Rewrite every line of the rows below as a numbered list, leaving out any blank lines.

'''

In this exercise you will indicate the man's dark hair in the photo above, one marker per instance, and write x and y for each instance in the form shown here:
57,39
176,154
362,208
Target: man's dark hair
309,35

'''

Result of the task:
1. In this exercise you will indicate the man's dark hair in the photo above, one marker per instance, and write x and y for each instance in the form shown here:
2. 57,39
3. 176,154
4. 362,208
5. Target: man's dark hair
6. 309,35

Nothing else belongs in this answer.